Problem:
Reproduce all entries below verbatim. Skip the pictures.
■ ■ ■ ■ ■ ■ ■
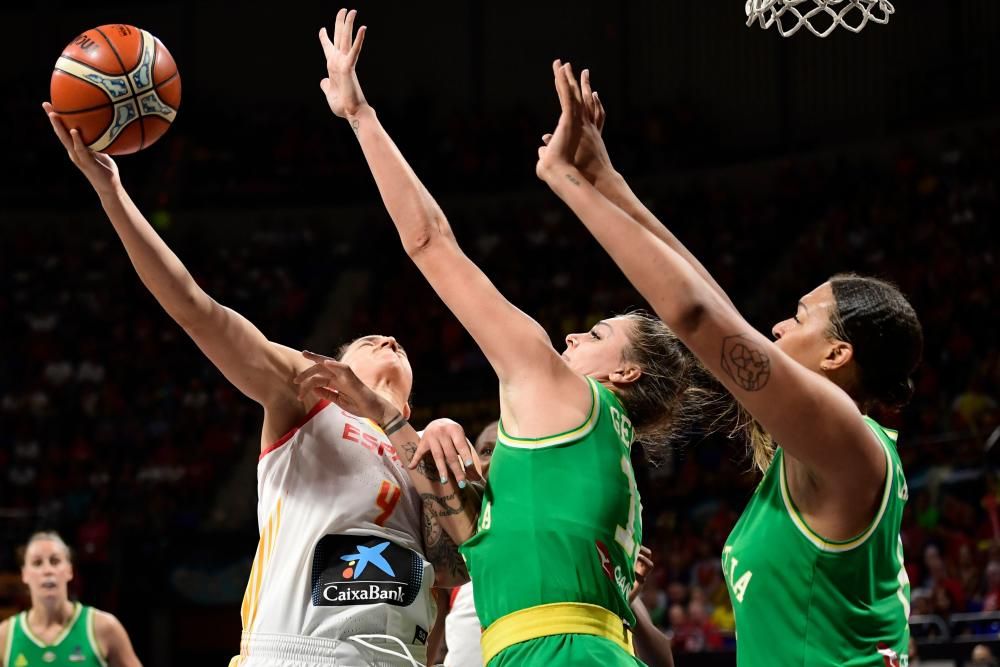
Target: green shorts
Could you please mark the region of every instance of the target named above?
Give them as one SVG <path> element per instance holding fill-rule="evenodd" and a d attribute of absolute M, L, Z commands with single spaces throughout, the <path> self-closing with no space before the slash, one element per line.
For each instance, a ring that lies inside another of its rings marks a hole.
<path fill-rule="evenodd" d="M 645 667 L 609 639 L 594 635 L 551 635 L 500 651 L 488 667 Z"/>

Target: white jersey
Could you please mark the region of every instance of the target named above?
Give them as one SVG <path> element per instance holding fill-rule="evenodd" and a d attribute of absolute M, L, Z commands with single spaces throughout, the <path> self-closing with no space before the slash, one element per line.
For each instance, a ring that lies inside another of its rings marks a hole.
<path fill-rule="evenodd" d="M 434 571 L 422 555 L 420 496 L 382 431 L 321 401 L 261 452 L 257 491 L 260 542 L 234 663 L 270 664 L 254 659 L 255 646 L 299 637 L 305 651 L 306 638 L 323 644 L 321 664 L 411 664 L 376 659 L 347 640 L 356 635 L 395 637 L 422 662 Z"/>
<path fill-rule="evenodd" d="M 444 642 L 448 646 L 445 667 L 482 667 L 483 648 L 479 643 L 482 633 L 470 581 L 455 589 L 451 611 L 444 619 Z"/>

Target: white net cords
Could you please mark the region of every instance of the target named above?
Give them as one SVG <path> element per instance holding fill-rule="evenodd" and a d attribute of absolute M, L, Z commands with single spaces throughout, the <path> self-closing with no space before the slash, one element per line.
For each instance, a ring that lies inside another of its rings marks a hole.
■ ■ ■ ■ ■ ■ ■
Expected output:
Target: green shorts
Could you please mark the region of every instance of the target named above?
Give them as one SVG <path> element per instance holding fill-rule="evenodd" and a d attribute of absolute M, L, Z commands with single spaces throughout, the <path> self-closing with no space before the slash, one element per line.
For each instance, a ring that lies inside another of its rings marks a hole.
<path fill-rule="evenodd" d="M 645 667 L 609 639 L 594 635 L 551 635 L 500 651 L 488 667 Z"/>

Target: white jersey
Could you please mark the region of every instance of the target named above?
Give them as one SVG <path> element per instance holding fill-rule="evenodd" and a d attribute of absolute M, L, Z commands with single spaces throughout, the <path> self-closing with no space before the slash, one element per line.
For each instance, a ring that lies inside another of its rings marks a hole.
<path fill-rule="evenodd" d="M 434 571 L 422 555 L 420 496 L 382 431 L 321 401 L 261 452 L 257 491 L 260 542 L 234 663 L 270 664 L 254 659 L 255 646 L 299 637 L 305 651 L 306 638 L 323 644 L 321 664 L 411 664 L 376 659 L 347 640 L 356 635 L 395 637 L 422 662 Z"/>
<path fill-rule="evenodd" d="M 444 642 L 448 646 L 445 667 L 482 667 L 483 648 L 479 643 L 482 633 L 470 581 L 455 589 L 451 611 L 444 619 Z"/>

Target: white net cords
Could you please mark the region of every instance of the target named above?
Give them as one SVG <path> element per instance holding fill-rule="evenodd" and a d attribute of absolute M, L, Z commands with single spaces throughout, the <path> self-closing with no space before the slash, one element per line.
For each instance, a ring that lies inside another of its rings marks a hole.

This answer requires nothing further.